Please copy each of the entries below word for word, leaving the pictures out of your copy.

== == ==

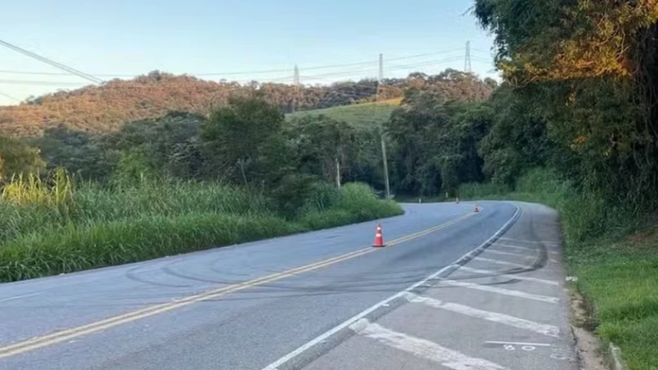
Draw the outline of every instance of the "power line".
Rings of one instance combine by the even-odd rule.
[[[48,59],[48,58],[46,58],[45,57],[42,57],[42,56],[38,55],[38,54],[35,54],[35,53],[33,53],[33,52],[30,52],[30,51],[25,50],[25,49],[23,49],[23,48],[18,47],[18,46],[16,46],[16,45],[14,45],[10,44],[9,42],[7,42],[6,41],[3,41],[3,40],[0,40],[0,45],[3,45],[3,46],[5,46],[5,47],[8,47],[9,49],[11,49],[12,50],[18,52],[20,52],[21,54],[24,54],[24,55],[27,55],[28,57],[31,57],[31,58],[34,58],[34,59],[37,59],[37,60],[38,60],[38,61],[42,62],[44,62],[44,63],[46,63],[47,64],[50,64],[51,66],[52,66],[52,67],[55,67],[55,68],[59,68],[59,69],[62,69],[62,70],[66,71],[67,71],[67,72],[69,72],[69,73],[71,73],[71,74],[75,74],[76,76],[79,76],[79,77],[81,77],[81,78],[83,78],[83,79],[86,79],[86,80],[91,81],[91,82],[93,82],[94,83],[103,83],[103,80],[101,80],[101,79],[97,79],[97,78],[94,77],[93,76],[91,76],[91,75],[90,75],[90,74],[86,74],[86,73],[84,73],[84,72],[81,72],[81,71],[79,71],[79,70],[77,70],[77,69],[74,69],[74,68],[71,68],[71,67],[70,67],[65,66],[65,65],[64,65],[64,64],[61,64],[61,63],[58,63],[58,62],[55,62],[55,61],[54,61],[54,60],[52,60],[52,59]]]
[[[0,42],[2,42],[1,40],[0,40]],[[7,43],[7,44],[8,44],[8,43]],[[3,44],[3,45],[4,45],[4,44]],[[8,45],[11,45],[11,44],[8,44]],[[13,45],[12,45],[12,46],[13,46]],[[8,47],[10,47],[8,46]],[[20,48],[19,48],[19,49],[20,49]],[[28,53],[30,53],[30,54],[34,54],[34,53],[31,53],[30,52],[28,52],[27,50],[22,50],[22,49],[21,49],[21,50],[23,50],[23,52],[28,52]],[[428,53],[423,53],[423,54],[414,54],[414,55],[406,55],[406,56],[398,57],[395,57],[395,58],[388,58],[388,59],[386,59],[386,61],[388,62],[388,61],[391,61],[391,60],[403,60],[403,59],[408,59],[420,58],[420,57],[427,57],[427,56],[429,56],[429,55],[437,55],[437,54],[448,54],[448,53],[455,52],[458,52],[458,51],[462,51],[462,50],[463,50],[463,47],[461,47],[461,48],[458,48],[458,49],[453,49],[453,50],[443,50],[443,51],[434,52],[428,52]],[[17,50],[17,51],[18,51],[18,50]],[[34,55],[36,56],[36,54],[34,54]],[[33,57],[33,55],[30,55],[30,56]],[[36,56],[36,57],[39,57],[39,56]],[[40,57],[40,58],[44,58],[43,57]],[[47,58],[44,58],[44,59],[47,59]],[[41,59],[39,59],[39,60],[41,60]],[[48,59],[48,60],[50,60],[50,59]],[[42,61],[42,62],[43,62],[43,61]],[[54,62],[54,61],[51,61],[51,62],[53,62],[54,63],[57,63],[57,62]],[[377,59],[373,59],[373,60],[364,61],[364,62],[352,62],[352,63],[344,63],[344,64],[328,64],[328,65],[322,65],[322,66],[303,67],[303,68],[301,68],[301,69],[303,69],[303,70],[304,70],[304,71],[313,71],[313,70],[316,70],[316,69],[326,69],[339,68],[339,67],[344,67],[361,66],[361,65],[364,65],[364,64],[372,64],[374,67],[376,67],[376,65],[377,65],[377,63],[378,63]],[[49,63],[49,64],[50,64],[50,63]],[[58,63],[58,64],[59,64]],[[64,66],[63,64],[60,64],[60,65],[62,66],[62,67],[67,67],[66,66]],[[58,67],[57,68],[60,68],[60,69],[61,69],[60,67]],[[71,67],[67,67],[67,68],[69,68],[69,69],[71,69],[71,70],[73,70],[73,69],[71,68]],[[64,70],[67,70],[67,71],[69,71],[67,69],[64,69]],[[231,75],[240,75],[240,74],[258,74],[279,73],[279,72],[288,72],[288,73],[289,73],[289,72],[290,72],[290,70],[291,70],[291,69],[267,69],[267,70],[260,70],[260,71],[238,71],[238,72],[190,73],[190,74],[189,74],[189,75],[190,75],[190,76],[231,76]],[[83,73],[83,72],[80,72],[79,71],[78,71],[78,72],[79,72],[79,73],[81,73],[81,74]],[[29,75],[35,75],[35,76],[69,76],[69,75],[71,75],[71,74],[77,74],[74,73],[74,72],[72,72],[72,71],[69,71],[69,73],[65,74],[65,73],[57,73],[57,72],[35,72],[35,71],[12,71],[12,70],[0,70],[0,73],[15,74],[29,74]],[[86,75],[86,76],[89,76],[89,77],[91,77],[91,78],[93,78],[93,79],[95,79],[94,82],[96,83],[100,83],[103,82],[103,81],[100,80],[100,79],[97,79],[96,77],[94,77],[94,76],[98,76],[98,77],[137,77],[137,76],[143,76],[143,75],[144,75],[143,74],[94,74],[94,76],[91,76],[91,75],[89,75],[89,74],[85,74],[85,75]]]
[[[83,82],[62,82],[54,81],[28,81],[28,80],[2,80],[0,79],[0,83],[8,83],[11,85],[35,85],[43,86],[78,86],[81,87],[84,85]]]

== == ==

* _Expected answer_
Draw the outline of every instance of the "power line".
Rings of one instance combine by the even-odd rule.
[[[48,59],[48,58],[46,58],[45,57],[42,57],[42,56],[38,55],[38,54],[35,54],[35,53],[33,53],[33,52],[30,52],[30,51],[25,50],[25,49],[23,49],[23,48],[18,47],[18,46],[16,46],[16,45],[14,45],[10,44],[9,42],[7,42],[6,41],[3,41],[3,40],[0,40],[0,45],[3,45],[3,46],[5,46],[5,47],[8,47],[9,49],[11,49],[12,50],[18,52],[20,52],[21,54],[24,54],[24,55],[27,55],[28,57],[31,57],[31,58],[34,58],[34,59],[37,59],[37,60],[38,60],[38,61],[42,62],[44,62],[44,63],[46,63],[47,64],[50,64],[51,66],[52,66],[52,67],[55,67],[55,68],[59,68],[59,69],[62,69],[62,70],[66,71],[67,71],[67,72],[69,72],[69,73],[71,73],[71,74],[75,74],[76,76],[79,76],[79,77],[81,77],[81,78],[83,78],[83,79],[86,79],[86,80],[91,81],[91,82],[93,82],[94,83],[103,83],[103,80],[101,80],[101,79],[97,79],[97,78],[94,77],[93,76],[91,76],[91,75],[90,75],[90,74],[86,74],[86,73],[84,73],[84,72],[81,72],[81,71],[79,71],[79,70],[77,70],[77,69],[74,69],[74,68],[71,68],[71,67],[70,67],[65,66],[65,65],[64,65],[64,64],[61,64],[61,63],[58,63],[58,62],[55,62],[55,61],[54,61],[54,60],[52,60],[52,59]]]
[[[0,42],[2,42],[1,40],[0,40]],[[7,43],[7,44],[8,44],[8,43]],[[3,44],[3,45],[4,45],[4,44]],[[8,45],[11,45],[11,44],[8,44]],[[13,45],[12,45],[12,46],[13,46]],[[8,47],[10,47],[8,46]],[[20,48],[19,48],[19,49],[20,49]],[[28,53],[30,53],[30,54],[34,54],[34,53],[31,53],[30,52],[28,52],[27,50],[22,50],[22,49],[21,49],[21,50],[23,50],[23,52],[28,52]],[[428,53],[423,53],[423,54],[414,54],[414,55],[406,55],[406,56],[398,57],[395,57],[395,58],[388,58],[388,59],[386,59],[386,61],[388,62],[388,61],[391,61],[391,60],[403,60],[403,59],[408,59],[420,58],[420,57],[427,57],[427,56],[429,56],[429,55],[437,55],[437,54],[448,54],[448,53],[455,52],[458,52],[458,51],[462,51],[462,50],[463,50],[463,47],[461,47],[461,48],[458,48],[458,49],[453,49],[453,50],[443,50],[443,51],[434,52],[428,52]],[[17,50],[17,51],[18,51],[18,50]],[[34,55],[36,56],[36,54],[34,54]],[[33,57],[33,55],[30,55],[30,56]],[[36,56],[36,57],[39,57],[39,56]],[[40,57],[40,58],[44,58],[43,57]],[[47,58],[44,58],[44,59],[47,59]],[[41,59],[39,59],[39,60],[41,60]],[[48,59],[48,60],[50,60],[50,59]],[[42,61],[42,62],[43,62],[43,61]],[[54,62],[54,61],[51,61],[51,62],[53,62],[54,63],[57,63],[57,62]],[[377,59],[373,59],[373,60],[364,61],[364,62],[352,62],[352,63],[344,63],[344,64],[328,64],[328,65],[322,65],[322,66],[303,67],[303,68],[301,68],[301,69],[303,69],[303,70],[304,70],[304,71],[313,71],[313,70],[316,70],[316,69],[326,69],[339,68],[339,67],[344,67],[361,66],[361,65],[364,65],[364,64],[372,64],[374,67],[376,67],[376,65],[377,65],[377,63],[378,63]],[[49,63],[49,64],[50,64],[50,63]],[[58,63],[58,64],[59,64]],[[64,66],[63,64],[60,64],[60,65],[62,66],[62,67],[67,67],[66,66]],[[58,67],[57,68],[60,68],[60,69],[61,69],[60,67]],[[71,67],[67,67],[67,68],[69,68],[69,69],[71,69],[71,70],[73,70],[73,69],[71,68]],[[64,70],[67,70],[67,71],[69,71],[67,69],[64,69]],[[231,75],[240,75],[240,74],[258,74],[279,73],[279,72],[288,72],[288,73],[289,73],[289,72],[290,72],[290,70],[291,70],[291,69],[267,69],[267,70],[260,70],[260,71],[238,71],[238,72],[190,73],[190,74],[189,74],[189,75],[190,75],[190,76],[231,76]],[[83,73],[83,72],[80,72],[79,71],[78,71],[78,72],[79,72],[79,73],[81,73],[81,74]],[[29,75],[35,75],[35,76],[69,76],[69,75],[71,75],[71,74],[77,74],[74,73],[74,72],[72,72],[72,71],[69,71],[69,73],[65,74],[65,73],[57,73],[57,72],[35,72],[35,71],[12,71],[12,70],[0,70],[0,73],[15,74],[29,74]],[[86,75],[86,76],[89,76],[89,77],[91,77],[91,78],[93,78],[93,79],[95,79],[94,82],[96,83],[100,83],[103,82],[103,81],[100,80],[100,79],[97,79],[96,77],[94,77],[94,76],[98,76],[98,77],[137,77],[137,76],[143,76],[143,75],[144,75],[143,74],[94,74],[94,76],[91,76],[91,75],[89,75],[89,74],[85,74],[85,75]]]
[[[83,82],[62,82],[54,81],[28,81],[28,80],[2,80],[0,79],[0,83],[8,83],[11,85],[35,85],[43,86],[78,86],[81,87],[84,85]]]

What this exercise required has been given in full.